AVAILABLE DATA →
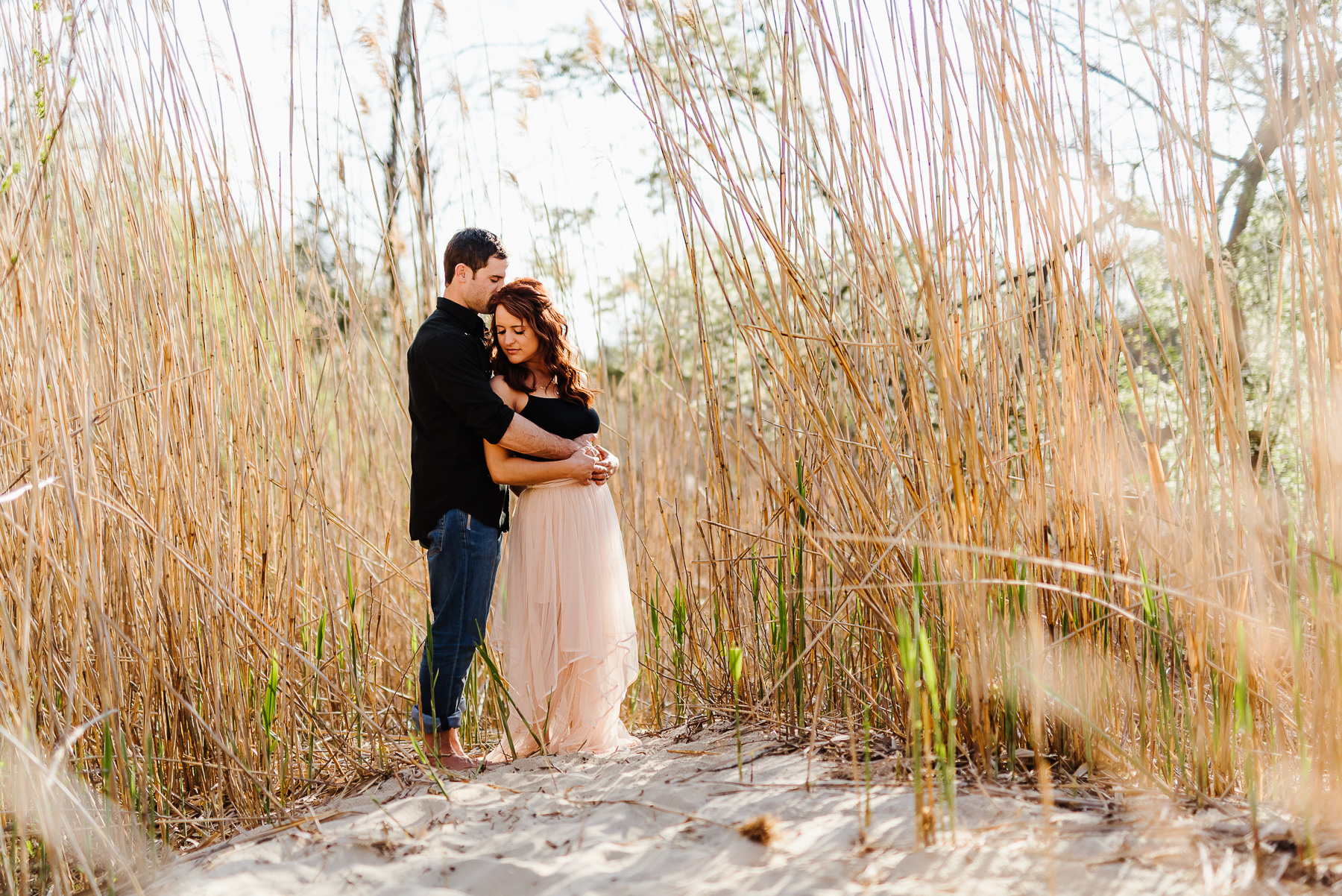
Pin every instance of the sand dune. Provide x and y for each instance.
(664, 820)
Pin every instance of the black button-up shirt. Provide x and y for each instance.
(453, 409)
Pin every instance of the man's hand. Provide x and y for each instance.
(608, 466)
(584, 466)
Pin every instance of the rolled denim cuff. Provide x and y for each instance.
(432, 725)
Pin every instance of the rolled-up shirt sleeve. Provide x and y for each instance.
(461, 381)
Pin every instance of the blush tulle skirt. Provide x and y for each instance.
(564, 622)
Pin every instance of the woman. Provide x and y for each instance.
(565, 620)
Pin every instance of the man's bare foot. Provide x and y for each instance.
(454, 762)
(444, 750)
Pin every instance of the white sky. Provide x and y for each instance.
(575, 152)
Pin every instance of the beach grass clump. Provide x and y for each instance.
(1024, 464)
(959, 429)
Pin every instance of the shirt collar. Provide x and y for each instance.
(462, 315)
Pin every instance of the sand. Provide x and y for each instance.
(664, 820)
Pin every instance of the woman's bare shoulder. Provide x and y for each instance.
(511, 397)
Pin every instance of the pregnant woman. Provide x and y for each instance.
(565, 620)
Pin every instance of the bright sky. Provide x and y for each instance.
(573, 152)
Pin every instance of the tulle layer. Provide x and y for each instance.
(564, 624)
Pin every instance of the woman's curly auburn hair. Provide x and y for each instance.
(528, 300)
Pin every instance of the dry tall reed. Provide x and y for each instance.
(892, 428)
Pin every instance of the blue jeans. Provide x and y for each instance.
(463, 555)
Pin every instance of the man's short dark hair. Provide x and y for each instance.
(473, 247)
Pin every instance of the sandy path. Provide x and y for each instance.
(583, 825)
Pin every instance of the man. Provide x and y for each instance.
(456, 511)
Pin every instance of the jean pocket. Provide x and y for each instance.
(435, 540)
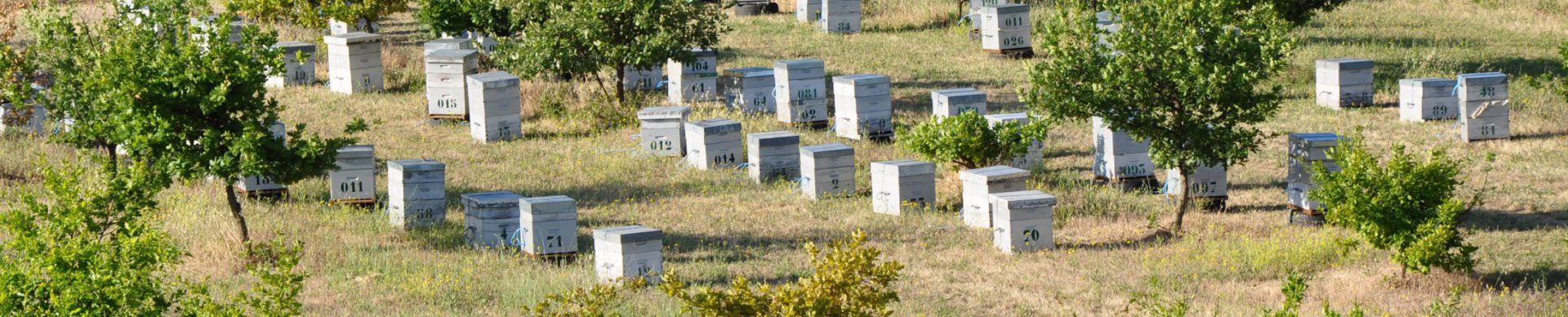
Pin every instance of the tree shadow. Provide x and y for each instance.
(1501, 220)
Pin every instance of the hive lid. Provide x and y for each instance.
(627, 234)
(350, 38)
(416, 165)
(833, 150)
(448, 56)
(862, 79)
(1344, 63)
(773, 138)
(804, 63)
(664, 114)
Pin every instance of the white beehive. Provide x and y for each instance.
(1022, 221)
(951, 102)
(773, 156)
(841, 16)
(629, 252)
(491, 218)
(664, 131)
(1206, 182)
(864, 107)
(980, 182)
(446, 82)
(714, 143)
(354, 179)
(353, 63)
(1344, 82)
(1004, 27)
(1423, 99)
(644, 79)
(826, 170)
(808, 10)
(448, 44)
(1037, 148)
(1118, 156)
(1484, 105)
(494, 107)
(1303, 151)
(697, 80)
(902, 185)
(748, 90)
(416, 194)
(262, 184)
(548, 225)
(800, 88)
(298, 65)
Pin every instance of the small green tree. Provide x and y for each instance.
(588, 37)
(1402, 204)
(847, 281)
(969, 140)
(189, 110)
(1187, 79)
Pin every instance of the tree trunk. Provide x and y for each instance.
(234, 209)
(1183, 199)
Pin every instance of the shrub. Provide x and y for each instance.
(1402, 204)
(969, 141)
(847, 281)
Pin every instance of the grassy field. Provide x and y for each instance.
(720, 225)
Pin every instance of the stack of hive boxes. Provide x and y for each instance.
(1037, 148)
(951, 102)
(416, 194)
(1344, 82)
(1423, 99)
(1004, 30)
(748, 90)
(298, 65)
(491, 217)
(354, 179)
(1022, 221)
(1484, 105)
(841, 16)
(353, 63)
(902, 185)
(644, 79)
(1118, 158)
(446, 82)
(629, 252)
(714, 143)
(262, 185)
(773, 156)
(664, 131)
(494, 107)
(1303, 151)
(697, 80)
(548, 226)
(802, 92)
(980, 184)
(826, 170)
(864, 107)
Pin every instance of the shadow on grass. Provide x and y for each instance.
(1153, 239)
(1499, 220)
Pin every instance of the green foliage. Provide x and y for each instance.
(590, 37)
(969, 140)
(847, 281)
(1187, 80)
(1402, 204)
(189, 110)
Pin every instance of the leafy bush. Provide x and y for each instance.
(1401, 204)
(969, 140)
(847, 281)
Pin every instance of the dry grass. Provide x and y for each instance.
(724, 226)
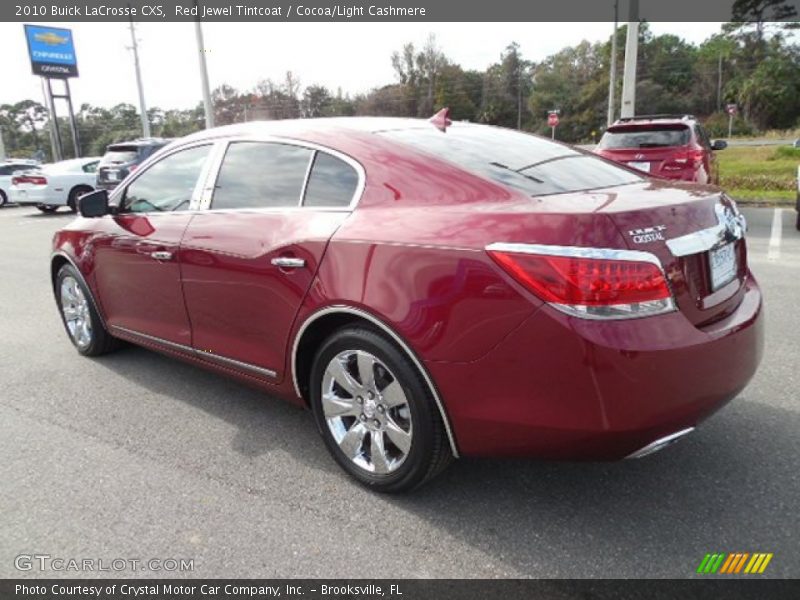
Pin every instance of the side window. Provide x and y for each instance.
(702, 136)
(332, 182)
(168, 184)
(261, 175)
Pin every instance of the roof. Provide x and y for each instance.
(297, 127)
(664, 118)
(142, 142)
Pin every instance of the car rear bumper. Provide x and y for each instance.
(568, 388)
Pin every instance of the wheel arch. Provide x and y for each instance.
(57, 261)
(325, 321)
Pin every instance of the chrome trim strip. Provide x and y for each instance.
(395, 337)
(95, 305)
(660, 443)
(307, 176)
(222, 360)
(612, 311)
(731, 226)
(288, 262)
(577, 251)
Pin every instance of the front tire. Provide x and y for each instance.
(376, 413)
(79, 315)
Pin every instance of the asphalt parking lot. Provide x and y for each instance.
(136, 455)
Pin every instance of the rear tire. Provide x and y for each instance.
(376, 413)
(79, 315)
(75, 194)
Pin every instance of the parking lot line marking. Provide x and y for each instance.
(774, 251)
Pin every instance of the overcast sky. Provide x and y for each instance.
(353, 56)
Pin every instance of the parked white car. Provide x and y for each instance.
(7, 170)
(57, 184)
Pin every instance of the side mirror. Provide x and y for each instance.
(94, 204)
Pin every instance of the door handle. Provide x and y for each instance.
(288, 262)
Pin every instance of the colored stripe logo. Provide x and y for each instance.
(734, 563)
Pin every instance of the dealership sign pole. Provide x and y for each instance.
(552, 121)
(52, 54)
(731, 109)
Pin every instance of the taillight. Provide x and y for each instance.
(683, 160)
(589, 282)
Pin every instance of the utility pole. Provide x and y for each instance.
(142, 105)
(719, 83)
(519, 97)
(628, 108)
(612, 80)
(201, 51)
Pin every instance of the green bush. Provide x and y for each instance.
(782, 152)
(717, 125)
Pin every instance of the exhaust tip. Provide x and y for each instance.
(660, 443)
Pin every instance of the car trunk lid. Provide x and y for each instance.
(697, 235)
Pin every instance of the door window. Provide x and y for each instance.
(167, 185)
(261, 175)
(332, 182)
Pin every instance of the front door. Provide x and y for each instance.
(136, 264)
(249, 260)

WHAT IS NEEDED → The expected answer is a word-for-word copy of every line from the one that contains "Pin every instance of the door handle." through the final line of the material.

PROBLEM SOLUTION →
Pin every instance of the door handle. Provide x and y for each instance.
(288, 262)
Pin every instance of the colored stripe logo. Provide x and y for each instance.
(734, 563)
Pin every instance of the dealership sign pole. Provide x and y for each instance.
(552, 121)
(52, 54)
(731, 109)
Pin every instance of the taillight. Provide x and y for each instance.
(683, 160)
(589, 282)
Pin every instance of the utility pole. Provide x and y for each instance.
(142, 105)
(719, 83)
(519, 97)
(628, 108)
(612, 80)
(201, 51)
Pin every instance of the green bush. Provide x and y for each instance.
(782, 152)
(717, 125)
Pin every instance of the exhaust tip. Provide x and y for each instance.
(660, 443)
Pin every instance of the car trunk lid. Provide x and y for each instance.
(697, 235)
Pin every instance of the door window. Provide x and y for each instance.
(167, 185)
(261, 175)
(332, 182)
Pin every instance of the front door. Provide x and y for each instance.
(136, 264)
(249, 260)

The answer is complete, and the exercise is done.